• Tasks
1. Condense the opinion piece's paragraph that begins "The subsequent fall out between the president and Zuma" into a short bulleted list that keeps its main facts.
2. From the opinion piece, output word for word the stretch from "In a report" through "of lesser criticism.".

• Excerpt provided
#####
My feelings on Mugabe must play second fiddle to the desperate
plight of the
poorer communities of South Africa and Zimbabwe. An estimated
5,1-million
Zimbabweans are staring starvation in the face
Justice is
easier to contemplate when you are sitting at home with the
heater on,
waiting for your lunch, than it is when you're in a shack,
starving, while
state-sponsored or inspired thugs are butchering your
family. Try and
remember that while you are being trying to be "brave" on
behalf of
Zimbabweans.
Hopefully, as part of any deal, the Zimbabwean Constitution
can be amended
to ensure that no president or party can ever hold the
country hostage
again.
In South Africa, there are definite parallels
to be drawn from what is
happening up north, although in our case it is one
of the ANC embroiled in a
power struggle with itself.
This is going
to hit home in the build-up to the Zuma hearing and,
unfortunately, after
the elections next year if matters are not brought to a
head. The only
difference between the hearing and post-elections is the
faction who will
seek to control the organs of state and the media.
In order to understand
where I'm coming from you need to read two articles.
The first appeared on
IOL in 2005 and sets out the history of the arms deal
in some detail from
1998 until June of that year.
The subsequent fall out between the
president and Zuma culminated in the
latter being elected as the ANC's
president and candidate for the national
presidency. Woven into the fabric
of this conflict was the unlawful use of
state organs, which occasioned a
war between the police and Scorpions and
focused our criminal justice system
on politics rather than fighting crime.
That war continues, with the
judiciary now tearing itself apart and the NPA
facing enormous pressure in
having to deal with a trial that's become a
political football rather than a
quest for justice.
Now read Karyn Maughan's article on the latest
bombshell from the arms deal.
In a report by an ANC task team the
president's involvement in the arms deal
is coming under increasing fire
while Zuma's role appears to have been the
subject of lesser criticism.
While Mbeki's denials are placed in doubt,
calls for a Zuma amnesty as a
"pragmatic solution" are put forward.
As I said in an article many months
ago, Jacob Zuma must be given amnesty.
That was before our judiciary started
ripping itself apart and threats of
killing for Jacob Zuma began. Many of
those who scoffed at such a suggestion
have reassessed the situation and
have started to contemplate the same
thing. These calls are going to get
louder as time marches on.
#####
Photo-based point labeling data
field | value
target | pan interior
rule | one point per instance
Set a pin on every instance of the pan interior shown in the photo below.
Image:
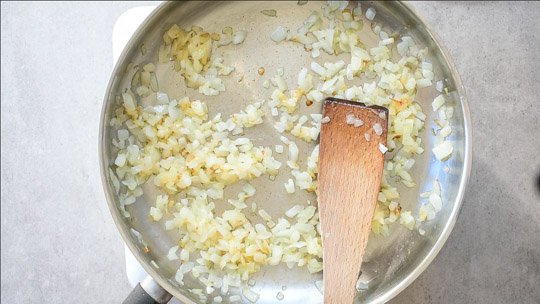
#####
• Answers below
1.
- The fallout between the president and Zuma ended with Zuma elected as the ANC's president and its candidate for the national presidency.
- Part of this conflict was the unlawful use of state organs, which caused a war between the police and the Scorpions.
- That war focused the criminal justice system on politics instead of fighting crime.
- The war continues: the judiciary is tearing itself apart, and the NPA is under heavy pressure over a trial that has become a political football instead of a quest for justice.

2.
In a report by an ANC task team the
president's involvement in the arms deal
is coming under increasing fire
while Zuma's role appears to have been the
subject of lesser criticism.